* **Reading passage**:

-----

A Rant Returns – Gay Rights – Each Masterpiece Must Be Appreciated

Well, it has been a long time since I have ranted.  Problem is, every time I get an idea to Rant about, someone already starts in about it.   At this point, Ranting about George Bush, Dick Cheney, and the Evil Cabal (“EC” for short) in charge of this country is not exactly unique.  You can go to many a website and find language condemning what they have done, plan to do, or might do.  Illegal wiretapping, outing CIA Agents, going to war on false pretenses, spying on domestic groups  . . .  and the list goes on.  The White House Press Corps has actually found some guts within the last few months and began to ask tough questions of EC.  And, Patrick Fitzgerald is enough to make any Rantee swoon.  He is the Elliot Ness of the New Millennium, digging where others have not and getting to the truth.

But, it leaves old Ranting Deborah in a bind.  Much of what I would say has already been said.  Don’t believe me, check out The Raw Story or The Huffington Post – half of what is up there is Rantworthy.  With it already being there, it is kind of pointless for me to Rant about it.  The whole point in Ranting is to speak up when others are silent or unwilling to challenge authority.  Hell, even the asses at Fox have been thoroughly attacked and exposed for their pathetic attempts to say the religious meaning behind Christmas is lost when stores say Happy Holidays rather than Merry Christmas. 

Add to this, the fact that I have joined an on-line community that gives me the chance, on an Off-Topic Board, to rant and condemn on a daily basis, and you have a Rantless Deb post Hurricane Katrina.  But, this on-line community, which is full of interesting, thoughtful, funny, and sometime very sensitive people, many of which happen to be gay, got me thinking today about a Rant subject that is not my normal political venting.  Gay rights.  And the fact that many of us still think it is OK to discriminate against gay men and women, believing that their love and life is not natural.  Guess what?  That is a subject worth ranting about.  We all have plenty to be afraid of these days, from actions of the EC to, to the environment deteriorating, to the next terrorist threat.   Gay men and women are not one of those things you need to fear.  Moreover, the last thing we should be doing is permitting those afraid of gay men and women to use that fear and turn it into hate.  There is no honest reason to deny gay men and woman the chance to live full and complete lives.  The only dishonest reason is fear and ignorance.  We seem to have plenty of dishonesty around these days.   

A new movie has come out, with Ang Lee as the director, called “Brokeback Mountain.”  I have not seen it yet, but intend to before the year is out.  On the board I visit, the movie is given great reverence by many, not only for its acting and directing, but for the fact that it was even made by a mainstream studio with two leading men, and big name Director.  Two of Hollywood’s hottest leading men, Jake Gyllenhaal and Heath Ledger find in the film that they have a deep emotional connection with each other that is much more than friendship.  There are scenes of physical intimacy between the two.   Some say it is love, other say it is lust.  Neither star is gay in real life.  Both stars are getting very positive notices about their performances, and this has only further solidified their status in Hollywood.  It is a step.  But I wonder, how each would fare if in fact he was actually gay.  Odds are a he would not take the role, out of fear of exposing the truth to the rest of the world, and limiting his  ability to garner future roles.

-----

* **Data section**:
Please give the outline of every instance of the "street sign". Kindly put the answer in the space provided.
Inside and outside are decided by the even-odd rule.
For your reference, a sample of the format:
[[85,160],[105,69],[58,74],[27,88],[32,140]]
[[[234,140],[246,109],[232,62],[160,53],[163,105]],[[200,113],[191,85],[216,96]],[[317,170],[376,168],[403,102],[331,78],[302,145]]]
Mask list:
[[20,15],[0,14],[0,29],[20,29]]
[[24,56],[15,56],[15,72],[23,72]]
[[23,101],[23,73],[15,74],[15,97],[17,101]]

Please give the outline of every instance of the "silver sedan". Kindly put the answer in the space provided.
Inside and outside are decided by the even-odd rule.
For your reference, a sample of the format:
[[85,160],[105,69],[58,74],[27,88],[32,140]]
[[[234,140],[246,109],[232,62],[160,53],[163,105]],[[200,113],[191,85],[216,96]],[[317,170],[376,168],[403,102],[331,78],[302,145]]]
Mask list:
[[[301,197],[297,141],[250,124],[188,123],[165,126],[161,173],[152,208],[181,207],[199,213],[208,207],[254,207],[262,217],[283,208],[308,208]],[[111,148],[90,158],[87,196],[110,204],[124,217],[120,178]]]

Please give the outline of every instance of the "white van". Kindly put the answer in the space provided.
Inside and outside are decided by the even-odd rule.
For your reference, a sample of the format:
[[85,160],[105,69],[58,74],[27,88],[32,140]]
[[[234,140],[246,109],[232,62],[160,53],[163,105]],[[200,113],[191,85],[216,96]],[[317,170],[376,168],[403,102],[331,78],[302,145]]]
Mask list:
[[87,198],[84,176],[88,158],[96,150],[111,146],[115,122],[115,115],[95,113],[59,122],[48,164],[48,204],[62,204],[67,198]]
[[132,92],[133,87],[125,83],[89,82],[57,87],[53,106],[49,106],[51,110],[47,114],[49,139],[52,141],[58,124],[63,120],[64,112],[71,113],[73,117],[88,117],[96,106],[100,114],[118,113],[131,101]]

-----

* **Task list**:
(A) In the rant about gay rights, list each wrongdoing named in the sentence that begins "Illegal wiretapping".
(B) Pick up the rant about gay rights after its final sentence and carry it on in the same voice.

* **Outputs for the tasks**:
(A)
- Illegal wiretapping
- Outing CIA Agents
- Going to war on false pretenses
- Spying on domestic groups

(B)
As a nation, we still do not accept the fact that people we know, and people our children know, may in fact be different from us, that some people express love in ways that make many in straight world uncomfortable.  That people are in fact gay, and the physical image of gay love, especially two men having sex, makes many of us uncomfortable.  To many, it just doesn’t seem right or natural.  Well guess what, for these men and women, it is.  We all need to grow up and see beyond the roles created for us in Junior High School.  I have always been fine with gay men and women as a concept, but never wanted to actually visualize two men or women making love.  Because, well, to me, it did not seem natural.  Well, funny thing, after watching a season of Queer as Folk, hell, after watching one show, it didn’t bother me anymore.  The discomfort is gone.  Granted, the men on Queer as Folk were beautiful, which made it much easier to consider watching it in the first place, and it is not an accurate reflection of gay life in Pittsburgh, I still became comfortable with images that initially made me squirm.   Very quickly, it seemed natural for the gay men to express both love and lust between each other in the same way heterosexual couples do.   So, if a little exposure takes away the discomfort, how can there be anything wrong with a man loving another man, or a woman, loving another woman.  Answer: -  Because there is in fact nothing wrong with it, it is completely natural for those who happen to love someone of the same sex.

Most people are unwilling or unable to recognize that each of us is wired differently, and some happen to love and be in love with someone of the same sex.   It is just who people are.  It is not a choice.  Nevertheless, gay men and women are still struggling for the same rights many of us take for granted.  Though I cannot find a nice man to spend the rest of my life, I am pretty sure that if I wanted to adopt a child as a single woman (which I don’t right now mom, calm down) that I would have a good shot, especially if I was seeking a child of color.  Change the picture to two gay women or men trying to adopt, and the chance of it occurring changes dramatically, with some states wanting to in fact make it illegal for gay couples to adopt.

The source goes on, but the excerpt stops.